- [Selected extract]
· · · ·

I don't think we'll use an auxiliary buffer with this miptree.

> +   } else {
> +      mt->etc_format = (_mesa_is_format_color_format(format) &&
> +                        mt_fmt != format) ? format : MESA_FORMAT_NONE;

Won't this always resolve to MESA_FORMAT_NONE?

> +   }
> +
>     if (needs_separate_stencil(brw, mt, format)) {
>        mt->stencil_mt =
> -         make_surface(brw, target, MESA_FORMAT_S_UINT8, first_level, last_level,
> +         make_surface(brw, target, MESA_FORMAT_S_UINT8, first_level,
> +                      last_level,

This change is unrelated.

>                        width0, height0, depth0, num_samples,
>                        ISL_TILING_W_BIT, mt_surf_usage(MESA_FORMAT_S_UINT8),
>                        alloc_flags, 0, NULL);
> @@ -721,9 +746,6 @@ miptree_create(struct brw_context *brw,
>        }
>     }
>  
> -   mt->etc_format = (_mesa_is_format_color_format(format) && mt_fmt != format) ?
> -                    format : MESA_FORMAT_NONE;
> -
>     if (!(flags & MIPTREE_CREATE_NO_AUX))

· · · ·

- [Set tasks]
1. Answer these questions about the code review excerpt:
(a) What does the reviewer doubt will be used with this miptree?
(b) Which value does the reviewer ask whether the new etc_format assignment will always resolve to?
(c) Which format constant is passed to make_surface when the separate stencil miptree is created?
2. Retype the part of the code review excerpt starting at "I don't think" and ending at "resolve to MESA_FORMAT_NONE?".

- [Available data]
· · · ·

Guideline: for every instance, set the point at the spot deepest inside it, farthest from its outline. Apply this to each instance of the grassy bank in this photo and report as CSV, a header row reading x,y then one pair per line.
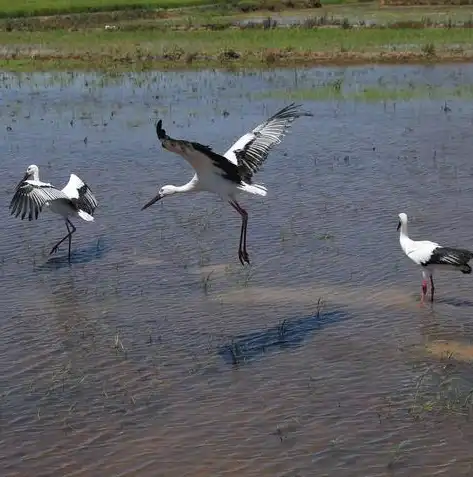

· · · ·

- [Answers per task]
1.
(a) An auxiliary buffer.
(b) MESA_FORMAT_NONE.
(c) MESA_FORMAT_S_UINT8.

2.
I don't think we'll use an auxiliary buffer with this miptree.

> +   } else {
> +      mt->etc_format = (_mesa_is_format_color_format(format) &&
> +                        mt_fmt != format) ? format : MESA_FORMAT_NONE;

Won't this always resolve to MESA_FORMAT_NONE?